= Instruction =
Rewrite the material below, replacing every "pixel values" with "pixel coordinates" and leaving everything else unchanged.
━━ Dataset ━━
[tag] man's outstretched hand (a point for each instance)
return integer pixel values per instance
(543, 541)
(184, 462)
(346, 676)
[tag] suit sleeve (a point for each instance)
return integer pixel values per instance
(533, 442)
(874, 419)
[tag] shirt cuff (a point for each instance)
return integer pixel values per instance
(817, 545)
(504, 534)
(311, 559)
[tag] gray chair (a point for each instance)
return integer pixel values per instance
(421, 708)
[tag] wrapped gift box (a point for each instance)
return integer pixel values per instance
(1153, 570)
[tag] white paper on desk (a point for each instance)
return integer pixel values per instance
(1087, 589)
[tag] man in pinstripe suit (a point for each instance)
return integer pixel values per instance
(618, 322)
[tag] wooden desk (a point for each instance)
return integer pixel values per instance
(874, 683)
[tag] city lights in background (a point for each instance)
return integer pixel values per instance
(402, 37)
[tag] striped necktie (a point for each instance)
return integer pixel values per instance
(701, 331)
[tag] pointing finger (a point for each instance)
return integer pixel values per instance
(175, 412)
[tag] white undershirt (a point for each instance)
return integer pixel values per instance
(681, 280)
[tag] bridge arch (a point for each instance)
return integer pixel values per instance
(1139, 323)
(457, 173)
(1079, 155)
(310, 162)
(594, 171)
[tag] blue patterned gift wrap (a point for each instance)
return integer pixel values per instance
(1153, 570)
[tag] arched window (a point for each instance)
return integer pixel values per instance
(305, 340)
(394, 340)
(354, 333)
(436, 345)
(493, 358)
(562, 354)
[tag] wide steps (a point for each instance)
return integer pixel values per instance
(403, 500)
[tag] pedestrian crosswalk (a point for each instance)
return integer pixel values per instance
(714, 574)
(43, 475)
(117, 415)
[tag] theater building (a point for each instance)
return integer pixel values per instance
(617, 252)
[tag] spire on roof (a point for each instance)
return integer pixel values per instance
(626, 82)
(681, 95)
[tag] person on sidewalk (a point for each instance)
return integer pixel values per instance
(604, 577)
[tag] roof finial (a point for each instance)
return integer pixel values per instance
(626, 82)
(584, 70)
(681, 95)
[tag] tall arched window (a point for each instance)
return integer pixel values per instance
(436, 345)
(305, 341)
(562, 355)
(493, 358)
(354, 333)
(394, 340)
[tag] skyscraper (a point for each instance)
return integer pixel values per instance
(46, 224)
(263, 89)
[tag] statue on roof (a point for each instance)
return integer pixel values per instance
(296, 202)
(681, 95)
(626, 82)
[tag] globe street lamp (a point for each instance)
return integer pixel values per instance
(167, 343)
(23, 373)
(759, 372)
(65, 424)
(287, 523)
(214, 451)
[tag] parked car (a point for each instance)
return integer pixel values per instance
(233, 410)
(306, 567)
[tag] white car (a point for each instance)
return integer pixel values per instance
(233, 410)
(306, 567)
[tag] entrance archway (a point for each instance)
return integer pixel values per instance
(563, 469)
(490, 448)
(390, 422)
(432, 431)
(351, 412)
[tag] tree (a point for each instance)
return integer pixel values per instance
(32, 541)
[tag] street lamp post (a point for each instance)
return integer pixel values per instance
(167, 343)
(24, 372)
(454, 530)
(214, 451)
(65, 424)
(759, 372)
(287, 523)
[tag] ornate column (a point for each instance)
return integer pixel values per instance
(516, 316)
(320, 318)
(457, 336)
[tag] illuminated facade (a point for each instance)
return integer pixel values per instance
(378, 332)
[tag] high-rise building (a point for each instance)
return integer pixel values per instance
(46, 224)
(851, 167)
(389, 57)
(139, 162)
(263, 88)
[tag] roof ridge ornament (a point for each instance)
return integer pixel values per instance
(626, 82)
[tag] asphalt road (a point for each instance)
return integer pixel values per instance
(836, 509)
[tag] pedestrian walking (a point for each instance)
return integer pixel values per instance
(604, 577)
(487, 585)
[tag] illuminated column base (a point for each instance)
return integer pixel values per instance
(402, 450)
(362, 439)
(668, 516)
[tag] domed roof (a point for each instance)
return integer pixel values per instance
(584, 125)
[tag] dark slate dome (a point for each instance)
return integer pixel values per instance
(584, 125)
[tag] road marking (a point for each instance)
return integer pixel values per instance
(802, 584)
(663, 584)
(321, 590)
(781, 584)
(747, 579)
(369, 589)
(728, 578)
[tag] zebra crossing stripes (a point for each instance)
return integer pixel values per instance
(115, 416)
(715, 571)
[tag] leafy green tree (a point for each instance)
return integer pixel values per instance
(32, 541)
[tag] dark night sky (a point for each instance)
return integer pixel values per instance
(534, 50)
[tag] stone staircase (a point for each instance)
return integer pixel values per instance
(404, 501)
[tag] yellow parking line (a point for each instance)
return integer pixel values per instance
━━━
= Expected answer =
[tag] man's outstretched hand (a point for each instance)
return integer pixel coordinates per instance
(543, 541)
(184, 462)
(346, 676)
[tag] suit sleeve (a point for each instance)
return integer pixel coordinates per instance
(533, 442)
(874, 419)
[tag] shirt cuff (a point for each instance)
return integer pixel coordinates per instance
(817, 545)
(504, 534)
(311, 559)
[tag] gray chair (a point for each instance)
return integer pixel coordinates per instance
(421, 708)
[tag] wrapped gift box (a point for each instance)
return integer pixel coordinates per instance
(1153, 570)
[tag] white paper on desk (a point for each instance)
return integer pixel coordinates per instance
(1087, 589)
[tag] man in pinstripe suit (a point for each instance)
return integer pixel coordinates per instance
(618, 322)
[tag] wooden desk (a point for each instance)
return integer pixel coordinates per instance
(874, 683)
[tag] city lights in background (a point for each instance)
return integer pixel coordinates per instance
(402, 37)
[tag] striped necktie (a point for each instance)
return integer pixel coordinates per instance
(701, 331)
[tag] pointing finger (a point for each instance)
return integer pixel coordinates per instance
(175, 412)
[tag] white undershirt (a point for each instance)
return integer pixel coordinates per instance
(681, 280)
[tag] bridge arch (a point for each instance)
return integer pixel coordinates per instance
(1139, 323)
(457, 173)
(1079, 155)
(310, 162)
(594, 171)
[tag] blue patterned gift wrap (a point for each instance)
return integer pixel coordinates per instance
(1153, 570)
[tag] arched window (a point for each instance)
return integer pixel coordinates per instance
(305, 340)
(394, 340)
(354, 333)
(436, 345)
(493, 358)
(562, 354)
[tag] wide steps (a point for each instance)
return integer pixel coordinates per instance
(403, 500)
[tag] pedestrian crosswalk (a point for each instance)
return integer pixel coordinates per instance
(714, 574)
(43, 475)
(117, 415)
[tag] theater building (a point for each instance)
return integer pixel coordinates per instance
(617, 252)
[tag] spire on roof (a point for each instance)
return integer pixel coordinates per instance
(626, 82)
(681, 95)
[tag] person on sidewalk (a point for each instance)
return integer pixel coordinates per instance
(604, 577)
[tag] roof finial (a point for each instance)
return integer pixel coordinates per instance
(626, 82)
(584, 70)
(681, 95)
[tag] tall arched window (a point for each instance)
return integer pixel coordinates per instance
(436, 345)
(305, 341)
(562, 355)
(493, 358)
(354, 333)
(394, 340)
[tag] skyscraper (a point for each instance)
return integer pixel coordinates per instance
(46, 224)
(263, 89)
[tag] statue on roof (a point for each instance)
return integer pixel coordinates per instance
(296, 202)
(681, 95)
(626, 82)
[tag] globe street lamp (a point for each instance)
return integer pixel coordinates per instance
(167, 343)
(23, 373)
(759, 372)
(65, 424)
(287, 523)
(214, 451)
[tag] parked car (a point for each instance)
return integer pixel coordinates per instance
(233, 410)
(306, 567)
[tag] white car (a point for each instance)
return integer pixel coordinates per instance
(233, 410)
(306, 567)
[tag] entrance archway (a point for each instance)
return integer pixel coordinates per instance
(563, 469)
(490, 448)
(390, 422)
(432, 431)
(351, 412)
[tag] tree (a point for each instance)
return integer pixel coordinates per instance
(32, 541)
[tag] street lamp post (a point for each instance)
return integer pixel coordinates per instance
(167, 343)
(24, 372)
(454, 530)
(214, 451)
(65, 424)
(759, 372)
(287, 523)
[tag] ornate column (a point for each instance)
return integer pixel coordinates per instance
(516, 316)
(320, 318)
(457, 336)
[tag] illuminated facade (a point for each instance)
return integer pixel coordinates per instance
(378, 332)
[tag] high-rise building (a point for each instance)
return integer pixel coordinates per instance
(46, 224)
(851, 167)
(389, 57)
(139, 162)
(263, 88)
[tag] roof ridge ornament (a point for each instance)
return integer pixel coordinates per instance
(626, 82)
[tag] asphalt road (a point for each instance)
return integer pixel coordinates per instance
(836, 509)
[tag] pedestrian walking (a point for each instance)
return integer pixel coordinates per instance
(604, 577)
(487, 585)
[tag] illuminated column base (a point for each instance)
return integer pixel coordinates per instance
(402, 450)
(362, 439)
(668, 516)
[tag] domed roof (a point for each instance)
return integer pixel coordinates per instance
(584, 125)
[tag] dark slate dome (a point for each instance)
return integer pixel coordinates per instance
(584, 125)
[tag] road marking (a point for each instance)
return integer pixel coordinates per instance
(802, 584)
(663, 584)
(321, 590)
(781, 584)
(747, 579)
(369, 589)
(728, 578)
[tag] zebra crossing stripes (a point for each instance)
return integer pixel coordinates per instance
(115, 416)
(715, 571)
[tag] leafy green tree (a point for each instance)
return integer pixel coordinates per instance
(32, 541)
[tag] dark night sky (a point for each instance)
return integer pixel coordinates per instance
(534, 50)
[tag] stone staircase (a point for each instance)
return integer pixel coordinates per instance
(404, 501)
[tag] yellow parking line (a point for each instance)
return integer pixel coordinates per instance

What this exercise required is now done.